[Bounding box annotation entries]
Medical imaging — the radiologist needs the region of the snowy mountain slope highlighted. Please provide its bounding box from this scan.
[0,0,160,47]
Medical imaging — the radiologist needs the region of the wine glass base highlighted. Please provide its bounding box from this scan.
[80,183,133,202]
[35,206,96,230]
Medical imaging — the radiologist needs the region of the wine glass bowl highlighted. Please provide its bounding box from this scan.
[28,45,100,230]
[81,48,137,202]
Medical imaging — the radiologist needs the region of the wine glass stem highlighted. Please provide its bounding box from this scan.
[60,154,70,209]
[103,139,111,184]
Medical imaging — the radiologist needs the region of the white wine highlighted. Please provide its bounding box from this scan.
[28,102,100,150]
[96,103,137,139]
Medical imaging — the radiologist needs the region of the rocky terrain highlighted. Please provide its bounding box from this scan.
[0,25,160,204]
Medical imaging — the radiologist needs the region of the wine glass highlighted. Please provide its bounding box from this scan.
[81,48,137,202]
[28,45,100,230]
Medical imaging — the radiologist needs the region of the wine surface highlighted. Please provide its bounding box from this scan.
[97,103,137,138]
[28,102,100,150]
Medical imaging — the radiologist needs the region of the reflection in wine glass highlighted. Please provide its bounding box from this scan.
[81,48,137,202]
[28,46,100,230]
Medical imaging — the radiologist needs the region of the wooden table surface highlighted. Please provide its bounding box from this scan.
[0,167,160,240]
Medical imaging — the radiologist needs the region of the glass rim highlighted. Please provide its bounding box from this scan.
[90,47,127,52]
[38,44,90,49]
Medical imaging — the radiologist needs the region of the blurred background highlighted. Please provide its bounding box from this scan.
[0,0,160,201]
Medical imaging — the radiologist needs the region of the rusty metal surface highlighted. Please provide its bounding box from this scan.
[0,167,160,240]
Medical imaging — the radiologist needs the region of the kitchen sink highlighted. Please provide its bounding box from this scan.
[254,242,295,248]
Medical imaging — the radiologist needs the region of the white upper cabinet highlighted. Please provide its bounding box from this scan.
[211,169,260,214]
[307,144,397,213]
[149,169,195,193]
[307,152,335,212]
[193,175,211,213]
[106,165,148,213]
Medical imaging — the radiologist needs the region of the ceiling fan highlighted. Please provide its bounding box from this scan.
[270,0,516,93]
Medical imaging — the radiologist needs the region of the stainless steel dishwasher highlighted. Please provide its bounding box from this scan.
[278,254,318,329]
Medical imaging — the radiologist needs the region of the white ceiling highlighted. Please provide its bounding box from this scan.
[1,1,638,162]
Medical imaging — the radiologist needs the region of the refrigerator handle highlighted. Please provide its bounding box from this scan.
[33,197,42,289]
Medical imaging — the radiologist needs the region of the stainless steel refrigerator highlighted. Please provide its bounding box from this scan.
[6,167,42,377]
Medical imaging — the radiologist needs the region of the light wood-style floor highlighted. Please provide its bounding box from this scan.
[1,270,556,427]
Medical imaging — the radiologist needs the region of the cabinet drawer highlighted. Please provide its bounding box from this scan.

→ **WORK REQUIRED**: Output every line of the material above as a JSON list of strings, with one string per line and no blank lines.

→ **RESPONSE**:
[
  "Medical imaging — the radiologist needs the region of the snowy mountain slope highlighted. Please provide its bounding box from this scan.",
  "[0,0,160,47]",
  "Medical imaging — the radiologist needs the region of the wine glass base highlighted. Please provide its bounding box from this scan.",
  "[80,183,133,202]",
  "[35,206,96,230]",
  "Medical imaging — the radiologist needs the region of the wine glass bowl highlighted. Please provide its bounding box from this scan.",
  "[28,45,100,230]",
  "[81,48,137,202]",
  "Medical imaging — the radiologist needs the region of the wine glass stem highlighted. Please provide its bounding box from this scan.",
  "[60,154,70,209]",
  "[103,139,111,184]",
  "Medical imaging — the radiologist needs the region of the white wine highlighted. Please provide its bounding box from this scan.",
  "[28,102,100,150]",
  "[96,103,137,139]",
  "Medical imaging — the radiologist needs the region of the rocky terrain highlighted. Please provide its bounding box from this scan.",
  "[0,25,160,204]",
  "Medical imaging — the radiologist needs the region of the wine glass highlighted. Please provide its bounding box from this scan.",
  "[81,48,137,202]",
  "[28,45,100,230]",
  "Medical imaging — the radiologist needs the region of the wine surface highlighted. Please provide its bounding box from this scan.",
  "[97,103,137,138]",
  "[28,102,100,150]",
  "Medical imaging — the radiologist needs the region of the reflection in wine glass highlighted. Please provide its bounding box from this scan.",
  "[81,48,137,202]",
  "[28,46,100,230]",
  "Medical imaging — the radiologist needs the region of the wooden table surface highlighted. Please provide its bounding box from this scan.",
  "[0,167,160,240]",
  "Medical imaging — the radiologist needs the region of the glass rim highlighted. Please provide its bounding box from this scan.",
  "[90,47,127,52]",
  "[38,44,90,49]",
  "Medical imaging — the radiologist needs the region of the blurred background highlighted. Please provide its bounding box from this scan.",
  "[0,0,160,201]",
  "Medical imaging — the radiologist needs the region of the rusty metal surface highlighted. Please provide its bounding box from this scan.",
  "[0,167,160,240]",
  "Medical imaging — the radiologist needs the region of the kitchen sink highlighted. Please provide its bounding box from this scan.",
  "[254,242,295,248]",
  "Medical imaging — the radiologist needs the region of the white upper cabinet highlighted. Please provide its bounding box from this scan.",
  "[211,169,260,214]",
  "[307,144,397,213]",
  "[149,169,195,193]",
  "[307,152,335,212]",
  "[193,175,211,213]",
  "[106,165,148,213]",
  "Medical imaging — the radiologist needs the region of the ceiling fan highlighted. Please provide its bounding box from this scan.",
  "[270,0,516,93]",
  "Medical imaging — the radiologist needs the region of the stainless steel dishwasher highlighted. Please provide its bounding box from this scan.",
  "[278,254,318,329]",
  "Medical imaging — the radiologist needs the region of the white ceiling highlighted. Please provide its bounding box from this scan.",
  "[1,1,638,162]",
  "Medical imaging — the radiologist needs the region of the refrigerator handle highlighted. Please provide its bounding box from this scan.",
  "[33,197,42,289]",
  "Medical imaging — the radiologist needs the region of the stainless steel refrigerator highlighted. Please provide its bounding box from this scan.",
  "[6,167,42,377]",
  "Medical imaging — the radiologist needs the region of the light wood-style floor highlighted. Please provide its bounding box from this scan.",
  "[1,270,556,427]",
  "Medical imaging — the radiologist needs the region of the cabinet drawer highlighted. Please provide its bounding box from this scan."
]